------ TASK DATA ------

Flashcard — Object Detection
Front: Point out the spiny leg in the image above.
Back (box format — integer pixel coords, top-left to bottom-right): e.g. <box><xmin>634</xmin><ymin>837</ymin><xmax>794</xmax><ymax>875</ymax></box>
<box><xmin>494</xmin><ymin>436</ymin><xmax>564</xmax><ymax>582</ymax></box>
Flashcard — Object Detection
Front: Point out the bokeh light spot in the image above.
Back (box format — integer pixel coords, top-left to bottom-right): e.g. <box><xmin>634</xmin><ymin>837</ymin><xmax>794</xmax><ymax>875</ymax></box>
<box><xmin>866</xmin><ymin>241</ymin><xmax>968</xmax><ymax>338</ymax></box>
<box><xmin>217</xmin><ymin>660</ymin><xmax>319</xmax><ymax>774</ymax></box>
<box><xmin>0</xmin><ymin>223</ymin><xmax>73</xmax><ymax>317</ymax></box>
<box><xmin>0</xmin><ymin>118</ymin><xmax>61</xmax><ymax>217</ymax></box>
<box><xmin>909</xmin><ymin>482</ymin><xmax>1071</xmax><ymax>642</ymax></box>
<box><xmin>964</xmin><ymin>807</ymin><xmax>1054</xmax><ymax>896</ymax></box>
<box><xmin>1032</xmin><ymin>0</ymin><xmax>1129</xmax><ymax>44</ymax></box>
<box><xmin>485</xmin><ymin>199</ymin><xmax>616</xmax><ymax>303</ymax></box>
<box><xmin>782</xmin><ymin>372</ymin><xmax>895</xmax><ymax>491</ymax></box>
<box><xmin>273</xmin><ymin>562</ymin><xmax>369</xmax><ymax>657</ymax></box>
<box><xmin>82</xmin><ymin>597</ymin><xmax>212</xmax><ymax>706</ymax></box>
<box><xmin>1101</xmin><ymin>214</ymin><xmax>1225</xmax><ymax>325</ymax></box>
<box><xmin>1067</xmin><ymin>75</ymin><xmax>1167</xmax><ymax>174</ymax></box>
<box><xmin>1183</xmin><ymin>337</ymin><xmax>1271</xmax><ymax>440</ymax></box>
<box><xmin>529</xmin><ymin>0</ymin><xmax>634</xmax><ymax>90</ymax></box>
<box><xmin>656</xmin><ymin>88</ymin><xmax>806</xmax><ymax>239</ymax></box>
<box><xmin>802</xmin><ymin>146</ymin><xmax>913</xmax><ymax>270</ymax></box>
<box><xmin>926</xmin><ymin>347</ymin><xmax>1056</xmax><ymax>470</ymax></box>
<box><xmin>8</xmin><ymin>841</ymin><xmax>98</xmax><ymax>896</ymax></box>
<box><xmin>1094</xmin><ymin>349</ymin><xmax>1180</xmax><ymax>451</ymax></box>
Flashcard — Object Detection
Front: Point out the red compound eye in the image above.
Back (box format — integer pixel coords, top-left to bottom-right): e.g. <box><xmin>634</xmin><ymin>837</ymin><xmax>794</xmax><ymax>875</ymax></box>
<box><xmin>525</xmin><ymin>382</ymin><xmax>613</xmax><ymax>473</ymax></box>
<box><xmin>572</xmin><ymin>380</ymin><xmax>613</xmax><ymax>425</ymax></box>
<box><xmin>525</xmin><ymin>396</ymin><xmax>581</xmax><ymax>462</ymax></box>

------

EXERCISE ->
Show each line of the rows above that contains the word "Point", copying every such line in full.

EXERCISE RESULT ->
Front: Point out the spiny leg in the image above.
Front: Point out the bokeh light spot in the image above.
Front: Point out the red compound eye in the image above.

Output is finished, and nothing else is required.